**Written problem**
Can you reproduce the entries starting with the line with "target | guest in background" and going on through the end of the entries, with "crystal chandelier" swapped for "glass chandelier" and nothing else altered?
"""
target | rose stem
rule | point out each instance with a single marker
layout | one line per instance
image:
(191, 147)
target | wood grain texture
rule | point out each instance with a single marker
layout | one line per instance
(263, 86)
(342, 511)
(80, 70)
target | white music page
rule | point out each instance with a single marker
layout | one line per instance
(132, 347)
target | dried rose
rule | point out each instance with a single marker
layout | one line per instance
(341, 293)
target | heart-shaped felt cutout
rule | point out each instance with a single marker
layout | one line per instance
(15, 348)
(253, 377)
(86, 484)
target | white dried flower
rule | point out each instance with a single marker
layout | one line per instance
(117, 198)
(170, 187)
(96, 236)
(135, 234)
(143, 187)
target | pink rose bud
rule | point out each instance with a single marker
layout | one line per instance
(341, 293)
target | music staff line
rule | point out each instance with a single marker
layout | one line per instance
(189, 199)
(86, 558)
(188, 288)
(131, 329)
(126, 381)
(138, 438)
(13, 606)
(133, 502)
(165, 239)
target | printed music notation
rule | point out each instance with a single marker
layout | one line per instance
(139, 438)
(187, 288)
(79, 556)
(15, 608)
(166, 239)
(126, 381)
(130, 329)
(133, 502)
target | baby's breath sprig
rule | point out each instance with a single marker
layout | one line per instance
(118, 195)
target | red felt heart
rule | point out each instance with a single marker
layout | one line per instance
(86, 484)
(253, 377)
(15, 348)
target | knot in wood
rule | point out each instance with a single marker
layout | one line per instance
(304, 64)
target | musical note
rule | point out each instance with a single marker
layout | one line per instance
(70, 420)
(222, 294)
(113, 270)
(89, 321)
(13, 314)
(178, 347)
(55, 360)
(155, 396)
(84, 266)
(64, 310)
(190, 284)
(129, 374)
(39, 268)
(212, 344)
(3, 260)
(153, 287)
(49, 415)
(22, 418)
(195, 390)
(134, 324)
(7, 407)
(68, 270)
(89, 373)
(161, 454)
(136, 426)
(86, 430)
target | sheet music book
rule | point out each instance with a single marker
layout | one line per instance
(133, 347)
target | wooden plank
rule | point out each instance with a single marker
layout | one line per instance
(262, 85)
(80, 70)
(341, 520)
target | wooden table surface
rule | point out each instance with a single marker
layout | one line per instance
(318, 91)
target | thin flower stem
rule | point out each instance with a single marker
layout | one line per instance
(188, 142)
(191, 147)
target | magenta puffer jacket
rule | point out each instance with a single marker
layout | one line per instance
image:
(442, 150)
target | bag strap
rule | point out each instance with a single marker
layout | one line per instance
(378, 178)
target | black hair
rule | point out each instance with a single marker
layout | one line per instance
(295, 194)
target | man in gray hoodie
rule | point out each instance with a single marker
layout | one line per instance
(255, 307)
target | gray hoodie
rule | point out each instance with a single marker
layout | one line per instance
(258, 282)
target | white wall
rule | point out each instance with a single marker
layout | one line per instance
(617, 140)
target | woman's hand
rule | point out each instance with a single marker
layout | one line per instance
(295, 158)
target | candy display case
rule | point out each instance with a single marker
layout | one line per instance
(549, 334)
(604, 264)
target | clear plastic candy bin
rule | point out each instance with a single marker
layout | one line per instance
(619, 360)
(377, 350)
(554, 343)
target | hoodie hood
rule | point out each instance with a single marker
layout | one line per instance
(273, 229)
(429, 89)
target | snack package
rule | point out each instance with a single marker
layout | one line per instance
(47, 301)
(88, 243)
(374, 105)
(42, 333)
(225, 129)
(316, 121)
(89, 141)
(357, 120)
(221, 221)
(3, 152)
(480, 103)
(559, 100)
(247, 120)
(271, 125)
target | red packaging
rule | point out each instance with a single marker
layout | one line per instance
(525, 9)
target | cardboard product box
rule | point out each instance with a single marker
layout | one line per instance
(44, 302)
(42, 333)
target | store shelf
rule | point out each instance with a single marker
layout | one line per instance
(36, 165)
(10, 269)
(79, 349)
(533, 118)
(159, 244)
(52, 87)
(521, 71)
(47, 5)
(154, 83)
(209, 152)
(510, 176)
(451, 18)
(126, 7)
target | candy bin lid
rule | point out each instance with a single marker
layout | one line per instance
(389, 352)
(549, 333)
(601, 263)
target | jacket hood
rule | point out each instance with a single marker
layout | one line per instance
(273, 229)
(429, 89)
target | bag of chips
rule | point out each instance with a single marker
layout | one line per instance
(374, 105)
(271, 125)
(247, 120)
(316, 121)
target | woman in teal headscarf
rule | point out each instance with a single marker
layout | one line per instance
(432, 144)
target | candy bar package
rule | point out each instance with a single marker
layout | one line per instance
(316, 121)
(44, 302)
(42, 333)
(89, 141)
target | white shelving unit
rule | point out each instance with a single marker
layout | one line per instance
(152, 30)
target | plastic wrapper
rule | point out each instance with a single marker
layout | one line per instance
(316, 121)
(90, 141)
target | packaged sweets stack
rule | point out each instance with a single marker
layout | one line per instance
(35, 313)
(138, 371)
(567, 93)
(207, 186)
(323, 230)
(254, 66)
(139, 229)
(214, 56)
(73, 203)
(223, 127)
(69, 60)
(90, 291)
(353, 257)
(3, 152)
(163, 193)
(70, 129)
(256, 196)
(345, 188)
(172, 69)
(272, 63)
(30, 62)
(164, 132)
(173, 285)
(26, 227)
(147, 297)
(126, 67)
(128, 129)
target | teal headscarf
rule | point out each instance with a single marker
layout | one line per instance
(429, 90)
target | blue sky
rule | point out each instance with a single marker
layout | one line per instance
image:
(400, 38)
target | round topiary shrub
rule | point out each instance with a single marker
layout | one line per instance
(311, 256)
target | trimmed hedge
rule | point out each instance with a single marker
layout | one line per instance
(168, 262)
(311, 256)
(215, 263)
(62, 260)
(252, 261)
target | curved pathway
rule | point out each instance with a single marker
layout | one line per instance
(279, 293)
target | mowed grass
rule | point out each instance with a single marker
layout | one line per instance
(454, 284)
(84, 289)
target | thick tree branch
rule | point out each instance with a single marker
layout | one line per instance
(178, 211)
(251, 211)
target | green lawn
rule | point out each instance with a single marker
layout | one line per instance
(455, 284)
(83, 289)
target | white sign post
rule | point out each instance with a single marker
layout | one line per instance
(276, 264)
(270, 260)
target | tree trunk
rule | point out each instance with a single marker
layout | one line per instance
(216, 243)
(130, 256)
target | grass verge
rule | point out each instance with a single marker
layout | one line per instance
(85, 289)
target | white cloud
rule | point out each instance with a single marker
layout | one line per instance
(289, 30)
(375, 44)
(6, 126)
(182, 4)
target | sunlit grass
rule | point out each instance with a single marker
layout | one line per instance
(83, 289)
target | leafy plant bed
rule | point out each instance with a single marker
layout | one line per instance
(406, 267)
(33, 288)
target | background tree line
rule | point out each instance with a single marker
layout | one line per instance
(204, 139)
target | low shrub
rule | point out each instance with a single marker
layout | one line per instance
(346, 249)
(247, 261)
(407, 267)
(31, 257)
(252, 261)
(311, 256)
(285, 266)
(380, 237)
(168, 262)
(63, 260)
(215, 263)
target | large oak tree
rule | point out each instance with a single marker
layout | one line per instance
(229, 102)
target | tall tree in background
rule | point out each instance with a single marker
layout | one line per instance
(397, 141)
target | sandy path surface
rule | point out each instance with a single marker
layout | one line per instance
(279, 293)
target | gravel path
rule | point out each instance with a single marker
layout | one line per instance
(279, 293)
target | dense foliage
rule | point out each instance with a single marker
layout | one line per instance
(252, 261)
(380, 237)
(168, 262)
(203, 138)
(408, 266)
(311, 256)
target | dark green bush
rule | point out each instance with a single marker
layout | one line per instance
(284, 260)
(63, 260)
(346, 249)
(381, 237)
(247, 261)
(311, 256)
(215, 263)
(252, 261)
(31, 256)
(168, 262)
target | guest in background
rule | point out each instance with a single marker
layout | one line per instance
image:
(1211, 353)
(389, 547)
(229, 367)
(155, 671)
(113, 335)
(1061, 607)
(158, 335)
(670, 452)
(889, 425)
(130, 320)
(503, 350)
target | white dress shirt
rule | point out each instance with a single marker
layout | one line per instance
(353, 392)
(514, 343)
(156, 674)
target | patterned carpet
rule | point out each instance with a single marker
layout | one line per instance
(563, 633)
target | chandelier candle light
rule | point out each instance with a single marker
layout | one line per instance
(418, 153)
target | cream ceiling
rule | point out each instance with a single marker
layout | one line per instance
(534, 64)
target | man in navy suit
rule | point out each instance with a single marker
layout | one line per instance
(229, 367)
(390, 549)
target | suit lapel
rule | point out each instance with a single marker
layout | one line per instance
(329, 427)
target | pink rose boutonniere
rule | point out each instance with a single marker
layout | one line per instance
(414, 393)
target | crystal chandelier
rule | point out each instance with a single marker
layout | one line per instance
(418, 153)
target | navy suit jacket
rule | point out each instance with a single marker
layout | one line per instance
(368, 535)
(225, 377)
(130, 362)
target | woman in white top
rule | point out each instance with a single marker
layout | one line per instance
"""
**Task output**
target | guest in background
rule | point out each instance with a single marker
layout | one line per instance
image:
(1211, 353)
(389, 547)
(229, 367)
(155, 671)
(113, 335)
(1061, 607)
(158, 335)
(670, 452)
(889, 425)
(130, 320)
(503, 350)
target | white dress shirt
rule | point out each instance with a single marker
layout | one line per instance
(353, 392)
(514, 343)
(156, 674)
target | patterned carpet
rule | point out each instance with a single marker
layout | one line per instance
(563, 633)
target | chandelier candle light
rule | point out each instance with a single marker
layout | one line per instance
(418, 153)
target | cream ceiling
rule | point out each instance with a single marker
layout | one line per instance
(534, 64)
target | man in navy suit
rule | point out each instance with a single marker
layout | one line per instance
(229, 367)
(390, 549)
target | suit lapel
rule | point out each instance with a single marker
layout | one line per instance
(329, 427)
target | pink rose boutonniere
rule | point out each instance with a single marker
layout | one line per instance
(414, 393)
target | glass chandelier
rule | point out each instance with a single marker
layout | one line per instance
(418, 153)
target | navy suit jacket
rule | point out each instance with a single marker
layout | one line per instance
(368, 535)
(225, 377)
(130, 362)
target | woman in white top
rule | point out each instance with a single marker
layout | one line per instance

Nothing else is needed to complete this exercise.